MARKET GUIDE: Noryangjin Fisheries Wholesale Market

Noryangjin Fisheries Wholesale Market is liveliest before dawn. The wholesale and retail fish market comes alive with tons of wriggling seafood, pungent smells and crowds of people, stomping through the muck.


The action is especially heated at one corner of the warehouse, near Noryangjin subway station. Hundreds of people are focused on the auction phase of the fishery business cycle. The 3 to 7 a.m. fish auction is vital to seafood businesses and fiercely competitive.

All the key players - wholesale brokers, large restaurateurs and market management - gather around yellow crates, like hawks circling their prey. The freshest seafood to be found anywhere in Seoul is squirming in the crates, and only the highest bidder will walk out victorious.

On Wednesday, 4,600 kilograms of perch (nong-eo), flatfish (gwang-eo), flounder (neobchi), mullet (sung-eo) and other seafood were auctioned off. Normally, 6,000 to 8,000 kg are sold, but "business tapers off around Jeongwoldaeboreum (the holiday celebrating the first full moon after Lunar New Year) and the economy is slowing down," according to Shin Man-ho, a sales manager at the market.

During the winter, bidders are wrapped in dark padded jackets with their pants tucked into rubber boots. They're identifiable by the numbers on their caps and their personal bidding style, which is somewhat of an art form. The auctioning is like a secret language understood only by a close-knit community.

When the price is right, a bidder signals to the auctioneer, using the flap of his jacket to hide his flickering fingers from inquisitive eyes. Another pretends to wipe the brim of his cap, secretly flashing a number against his ear. When the bidding gets fierce, arms start to flail in the air and onlookers begin to clap and stomp their feet.

"It's hard for outsiders to break in," Mr. Shin admitted. It rarely happens. All those having anything to do with fish being sold to the public, from the fisherman to the broker, are certified by the government. At Noryangjin Fish Market, the number of fish merchants with vendors or stalls is also limited by space. "The only way space opens up for newcomers is if someone ceases working, and very rarely do people decide that they've had enough of this demanding business," Mr. Shin said. Some of the stores are open 24 hours a day, 7 days a week.

Most of the fish vendors are family-run, often by husband and wife teams who pass along the reins of their business to their children. As a result, most of the people associated with the market have histories that stretch back several generations.

* [What you will do]:
a) In the Noryangjin market guide, copy everything from "During the winter, bidders" down to "a close-knit community.", swapping "rubber boots" for "leather boots".
b) According to the Noryangjin market guide, what are the hours of the fish auction?

* [Information shown]:

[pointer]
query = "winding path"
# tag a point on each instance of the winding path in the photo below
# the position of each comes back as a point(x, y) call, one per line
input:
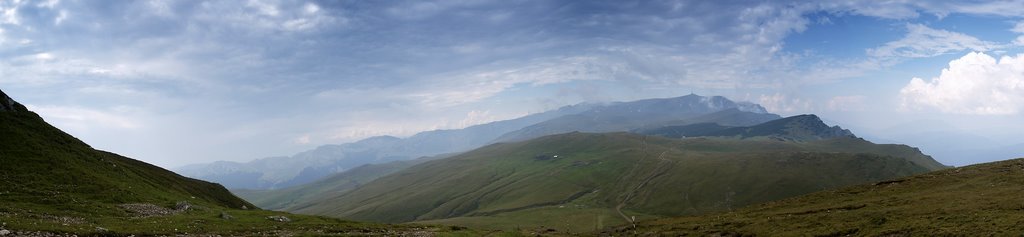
point(664, 165)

* [Answers provided]:
a)
During the winter, bidders are wrapped in dark padded jackets with their pants tucked into leather boots. They're identifiable by the numbers on their caps and their personal bidding style, which is somewhat of an art form. The auctioning is like a secret language understood only by a close-knit community.

b) 3 to 7 a.m.